▸ **Your goal**: Retype all of the lines below with no changes.

▸ **Natural-language object grounding data**:
####
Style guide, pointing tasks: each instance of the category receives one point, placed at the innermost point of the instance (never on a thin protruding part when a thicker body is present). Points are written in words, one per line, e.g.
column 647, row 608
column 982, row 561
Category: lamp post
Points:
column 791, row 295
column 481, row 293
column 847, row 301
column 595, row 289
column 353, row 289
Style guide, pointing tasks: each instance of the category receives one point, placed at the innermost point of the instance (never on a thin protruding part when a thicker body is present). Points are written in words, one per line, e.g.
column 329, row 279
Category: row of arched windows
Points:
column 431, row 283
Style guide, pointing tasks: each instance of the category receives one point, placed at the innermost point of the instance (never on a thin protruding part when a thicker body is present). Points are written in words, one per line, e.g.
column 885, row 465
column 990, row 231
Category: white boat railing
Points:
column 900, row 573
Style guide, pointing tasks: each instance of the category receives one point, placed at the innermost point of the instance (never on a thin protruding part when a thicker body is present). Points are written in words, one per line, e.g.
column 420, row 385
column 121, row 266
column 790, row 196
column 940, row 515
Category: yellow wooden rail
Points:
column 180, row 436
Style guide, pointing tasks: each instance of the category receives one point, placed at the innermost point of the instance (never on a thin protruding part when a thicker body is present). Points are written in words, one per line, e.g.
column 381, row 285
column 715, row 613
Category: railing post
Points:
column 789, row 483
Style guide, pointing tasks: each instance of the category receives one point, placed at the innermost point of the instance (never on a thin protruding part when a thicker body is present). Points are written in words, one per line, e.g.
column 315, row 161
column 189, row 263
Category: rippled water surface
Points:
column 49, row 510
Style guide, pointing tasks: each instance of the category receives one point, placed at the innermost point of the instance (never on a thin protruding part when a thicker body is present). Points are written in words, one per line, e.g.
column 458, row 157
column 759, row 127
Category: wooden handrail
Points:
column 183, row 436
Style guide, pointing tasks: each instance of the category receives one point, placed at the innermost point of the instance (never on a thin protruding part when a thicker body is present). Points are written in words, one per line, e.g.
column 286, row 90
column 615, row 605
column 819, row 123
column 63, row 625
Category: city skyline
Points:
####
▸ **Exercise solution**:
Style guide, pointing tasks: each instance of the category receives one point, placed at the innermost point of the instance (never on a thin protruding part when a thicker body is present). Points are written in words, one per line, e.g.
column 647, row 608
column 982, row 561
Category: lamp post
Points:
column 791, row 295
column 481, row 293
column 847, row 301
column 595, row 289
column 353, row 289
Style guide, pointing tasks: each instance of the category receives one point, placed at the innermost point of the instance (never on a thin protruding part when a thicker body is present). Points are written in words, one per line, e.g.
column 329, row 279
Category: row of arched windows
Points:
column 431, row 283
Style guide, pointing tasks: each instance of the category receives one point, placed at the innermost point of the instance (never on a thin protruding part when a thicker body is present). Points are written in words, one per line, e.g.
column 885, row 465
column 990, row 231
Category: white boat railing
Points:
column 900, row 573
Style guide, pointing tasks: each instance of the category receives one point, placed at the innermost point of the instance (never on a thin protruding part when a thicker body is present). Points are written in words, one per line, e.g.
column 420, row 385
column 121, row 266
column 790, row 196
column 940, row 515
Category: yellow wooden rail
Points:
column 180, row 436
Style guide, pointing tasks: each instance of the category receives one point, placed at the innermost point of the instance (never on a thin protruding part when a thicker body is present). Points are written in words, one per line, e.g.
column 381, row 285
column 715, row 613
Category: railing post
Points:
column 789, row 483
Style guide, pointing tasks: each instance of the category receives one point, placed at the innermost point of the instance (never on a thin protruding part when a thicker body is present). Points are written in words, one per line, e.g.
column 315, row 161
column 189, row 263
Category: rippled water surface
Points:
column 49, row 510
Style guide, pointing tasks: each instance of the category receives one point, placed at the innermost point of the instance (never on a thin protruding part when a thicker body is present). Points are written in words, one per line, e.g.
column 458, row 157
column 759, row 127
Category: wooden handrail
Points:
column 183, row 436
Style guide, pointing tasks: each instance of the category receives one point, placed at the innermost point of the instance (never on a thin protruding part when a thicker body is present). Points are written in words, one per line, e.g.
column 286, row 90
column 615, row 605
column 819, row 123
column 63, row 625
Category: city skyline
Points:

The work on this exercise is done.